─── Task input ───
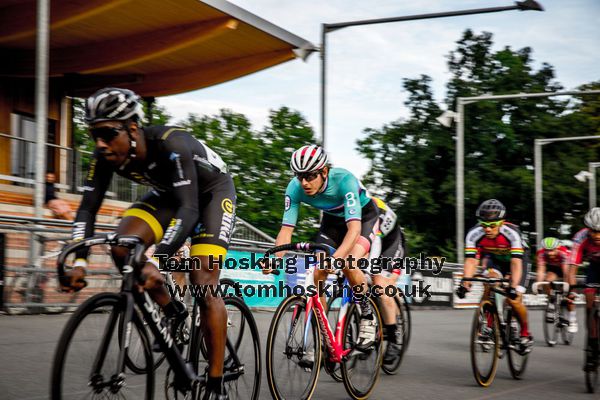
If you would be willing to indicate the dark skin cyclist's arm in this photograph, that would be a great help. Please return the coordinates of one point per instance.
(94, 189)
(185, 190)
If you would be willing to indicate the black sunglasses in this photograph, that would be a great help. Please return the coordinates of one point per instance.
(308, 176)
(106, 133)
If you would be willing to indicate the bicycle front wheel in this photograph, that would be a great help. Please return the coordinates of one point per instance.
(485, 343)
(333, 311)
(293, 357)
(360, 369)
(85, 363)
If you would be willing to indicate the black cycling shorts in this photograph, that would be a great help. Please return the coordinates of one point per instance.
(211, 234)
(333, 229)
(557, 269)
(393, 247)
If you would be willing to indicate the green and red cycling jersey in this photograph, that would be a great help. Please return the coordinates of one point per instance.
(508, 244)
(584, 249)
(558, 259)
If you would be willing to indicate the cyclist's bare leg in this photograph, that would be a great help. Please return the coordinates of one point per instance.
(214, 316)
(155, 282)
(519, 309)
(516, 268)
(550, 277)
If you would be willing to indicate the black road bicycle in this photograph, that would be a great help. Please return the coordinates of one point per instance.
(591, 366)
(495, 331)
(90, 359)
(402, 325)
(555, 315)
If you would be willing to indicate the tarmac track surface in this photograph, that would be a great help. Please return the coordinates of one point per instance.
(436, 366)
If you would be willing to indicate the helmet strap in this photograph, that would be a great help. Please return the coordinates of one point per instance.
(324, 184)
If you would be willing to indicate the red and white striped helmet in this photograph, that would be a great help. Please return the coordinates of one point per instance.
(308, 158)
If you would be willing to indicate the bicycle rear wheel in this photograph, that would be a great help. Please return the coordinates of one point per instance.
(402, 333)
(485, 343)
(291, 373)
(516, 361)
(95, 322)
(360, 369)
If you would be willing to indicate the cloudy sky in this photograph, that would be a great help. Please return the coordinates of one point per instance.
(367, 64)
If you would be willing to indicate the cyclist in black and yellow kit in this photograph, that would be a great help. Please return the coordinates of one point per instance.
(192, 195)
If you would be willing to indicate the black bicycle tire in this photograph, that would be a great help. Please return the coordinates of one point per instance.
(248, 318)
(405, 312)
(86, 308)
(481, 380)
(565, 334)
(346, 375)
(516, 373)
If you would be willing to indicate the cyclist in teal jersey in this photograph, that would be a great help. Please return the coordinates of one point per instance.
(349, 224)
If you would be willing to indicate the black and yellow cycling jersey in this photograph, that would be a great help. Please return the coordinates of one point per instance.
(192, 195)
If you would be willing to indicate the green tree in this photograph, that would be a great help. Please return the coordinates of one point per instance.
(413, 159)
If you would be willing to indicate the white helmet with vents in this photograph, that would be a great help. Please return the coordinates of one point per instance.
(308, 158)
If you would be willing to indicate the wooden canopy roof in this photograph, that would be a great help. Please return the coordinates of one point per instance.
(154, 47)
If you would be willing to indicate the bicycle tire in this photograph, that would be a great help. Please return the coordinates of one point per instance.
(247, 319)
(348, 366)
(485, 310)
(89, 307)
(513, 355)
(298, 304)
(403, 320)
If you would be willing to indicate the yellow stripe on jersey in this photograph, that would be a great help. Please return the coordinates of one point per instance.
(147, 218)
(380, 203)
(206, 249)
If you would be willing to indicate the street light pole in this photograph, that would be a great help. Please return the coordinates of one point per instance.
(526, 5)
(323, 80)
(460, 151)
(539, 202)
(592, 188)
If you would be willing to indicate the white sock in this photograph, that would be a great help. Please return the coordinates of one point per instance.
(572, 316)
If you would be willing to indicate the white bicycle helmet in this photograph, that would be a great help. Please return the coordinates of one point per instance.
(308, 158)
(592, 219)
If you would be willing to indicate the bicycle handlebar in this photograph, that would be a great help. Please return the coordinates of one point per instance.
───
**What to work on**
Transcribe the entries above verbatim, omitting their pictures.

**In response**
If you would be willing to indicate the dark skin cyclist's arm in this photograph, that would be a great help. Please return the coordinates of one point per instance.
(94, 189)
(185, 190)
If you would be willing to indicate the black sunglasses in this photograph, that would be a great help. Please return the coordinates of one point per instance.
(308, 176)
(106, 133)
If you would be willing to indicate the bicycle front wheel in this photograph, that would be a great help. Please return the coordinates of one point per instance.
(485, 343)
(333, 311)
(293, 357)
(360, 369)
(85, 363)
If you would be willing to indicate the black cycling shorts in this photograph, that would be a great help. Please return the coordinates of one point per instance.
(211, 234)
(333, 229)
(557, 269)
(393, 247)
If you would be willing to indicate the green and red cycling jersey in this photograph, that would be a great help. Please return the coordinates of one point per instance.
(508, 244)
(584, 249)
(558, 259)
If you would be willing to indicate the cyclist's bare leg in this photograph, that would be a great help. Please return the coordinates of one point per instance.
(214, 316)
(155, 282)
(519, 309)
(516, 268)
(550, 277)
If you would be willing to indicate the black road bicycle in this photograph, that would be a great help. Please return the coordinates of one point per instance.
(591, 366)
(495, 331)
(90, 359)
(402, 325)
(555, 315)
If you would be willing to indicate the tarmac track surface in this photograph, that would be a great help. Please return the coordinates of one point per instance.
(436, 366)
If you would be willing to indicate the helmet strap in this photograph, that would be a great help. Please return the coordinates of one point per instance.
(324, 184)
If you would be willing to indicate the red and white striped helmet in this photograph, that would be a great help. Please return the coordinates of one point per instance.
(308, 158)
If you would be willing to indicate the bicycle rear wheel in this photograph, that would be a great help. Please return the coordinates of one point per instance.
(402, 333)
(485, 343)
(291, 373)
(516, 361)
(95, 322)
(360, 369)
If you would be willing to indicate the cloudy sky in this photograph, that would be a great help. Please return the coordinates of one point per instance.
(367, 64)
If you would be willing to indicate the cyclist in black and yellow kit in this photograph, that would be a great help. Please return the coordinates of one point per instance.
(192, 195)
If you would be willing to indicate the black bicycle tire in this photograph, that would be a great help. Please return the coordinates of one point per instance.
(248, 318)
(405, 312)
(86, 308)
(481, 380)
(565, 334)
(346, 375)
(516, 373)
If you would be willing to indicate the cyclist in teal jersey in this photograph, that would be a great help. Please return the coordinates of one point per instance.
(349, 224)
If you would be willing to indicate the black and yellow cycling jersey in this photograph, that would be a great help. Please return the coordinates of one point per instance.
(192, 195)
If you would be willing to indicate the green tree in this photograph, that would be a great help. Please return the coordinates of one point per instance.
(413, 159)
If you would be willing to indicate the white helmet with vents in this photograph, that would be a great help. Please return the coordinates of one point per instance.
(308, 158)
If you would be willing to indicate the wooden canopy roof in this photograph, that would be a great help. Please return the coordinates of one point per instance.
(154, 47)
If you would be willing to indicate the bicycle tire in this photograph, that would be a great help. Please return the coordinates of one point per instance.
(247, 319)
(348, 366)
(485, 310)
(89, 307)
(513, 355)
(298, 304)
(403, 320)
If you would be willing to indicate the yellow stripe on jersey in this photograph, that would be a great help. Please return the coordinates of one point per instance.
(147, 218)
(380, 203)
(206, 249)
If you would be willing to indicate the street light pole in this photograph, that would be a great help. Please return the coordinates of one point per instance.
(526, 5)
(323, 80)
(460, 151)
(539, 202)
(592, 188)
If you would be willing to indicate the white sock in this photograph, that would be a great help. Please return the coordinates of one point per instance.
(572, 316)
If you would be willing to indicate the white bicycle helmet in this photograph, that would be a great help. Please return the coordinates of one point per instance.
(308, 158)
(592, 219)
If you would be willing to indicate the bicycle handlebar in this photograph, that would be a great help. Please return the coordinates of one point per instance.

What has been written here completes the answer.